WORK ORDER » Find the line containing "box: [329, 128, 479, 250]" in the records below. Copy exactly that line and each one after it, ending at the line containing "142L409 122L361 144L331", and nothing more.

Stored records »
***
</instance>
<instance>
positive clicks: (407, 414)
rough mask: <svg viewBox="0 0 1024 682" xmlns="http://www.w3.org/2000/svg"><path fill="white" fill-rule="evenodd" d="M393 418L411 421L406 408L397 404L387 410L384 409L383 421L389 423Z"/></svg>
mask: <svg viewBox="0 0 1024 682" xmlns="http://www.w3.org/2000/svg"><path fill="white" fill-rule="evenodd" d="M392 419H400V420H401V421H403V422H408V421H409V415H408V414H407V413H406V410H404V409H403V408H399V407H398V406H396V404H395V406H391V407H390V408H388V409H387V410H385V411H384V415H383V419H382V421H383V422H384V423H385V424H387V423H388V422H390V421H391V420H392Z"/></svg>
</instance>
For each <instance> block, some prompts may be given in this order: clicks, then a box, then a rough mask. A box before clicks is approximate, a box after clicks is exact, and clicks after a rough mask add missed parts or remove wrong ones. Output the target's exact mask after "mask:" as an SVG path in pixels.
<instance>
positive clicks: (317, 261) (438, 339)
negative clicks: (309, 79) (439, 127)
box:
***
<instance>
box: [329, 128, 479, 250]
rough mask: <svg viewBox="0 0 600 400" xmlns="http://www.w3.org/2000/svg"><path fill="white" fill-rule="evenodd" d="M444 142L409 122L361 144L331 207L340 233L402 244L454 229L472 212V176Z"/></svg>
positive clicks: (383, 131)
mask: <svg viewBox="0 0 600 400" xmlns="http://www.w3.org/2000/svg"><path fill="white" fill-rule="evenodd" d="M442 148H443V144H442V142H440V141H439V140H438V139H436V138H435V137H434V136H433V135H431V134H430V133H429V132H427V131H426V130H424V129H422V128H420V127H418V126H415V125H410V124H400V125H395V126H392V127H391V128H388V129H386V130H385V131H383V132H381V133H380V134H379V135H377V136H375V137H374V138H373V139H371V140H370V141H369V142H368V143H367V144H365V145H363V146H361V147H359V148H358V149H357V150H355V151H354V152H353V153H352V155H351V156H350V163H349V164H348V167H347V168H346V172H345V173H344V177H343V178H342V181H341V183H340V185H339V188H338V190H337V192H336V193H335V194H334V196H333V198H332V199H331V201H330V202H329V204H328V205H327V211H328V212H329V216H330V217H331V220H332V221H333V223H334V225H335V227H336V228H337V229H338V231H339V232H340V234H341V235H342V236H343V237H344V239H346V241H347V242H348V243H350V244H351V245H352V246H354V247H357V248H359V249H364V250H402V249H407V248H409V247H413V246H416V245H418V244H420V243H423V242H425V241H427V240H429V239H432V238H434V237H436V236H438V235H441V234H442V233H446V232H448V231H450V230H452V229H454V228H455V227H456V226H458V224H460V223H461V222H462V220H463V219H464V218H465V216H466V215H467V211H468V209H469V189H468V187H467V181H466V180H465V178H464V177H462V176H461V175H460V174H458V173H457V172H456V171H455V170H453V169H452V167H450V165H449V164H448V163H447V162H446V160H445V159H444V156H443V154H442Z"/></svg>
***
RESPONSE AREA »
box: [329, 128, 479, 250]
rough mask: <svg viewBox="0 0 600 400" xmlns="http://www.w3.org/2000/svg"><path fill="white" fill-rule="evenodd" d="M444 142L409 122L361 144L331 207L340 233L402 244L454 229L472 212V176Z"/></svg>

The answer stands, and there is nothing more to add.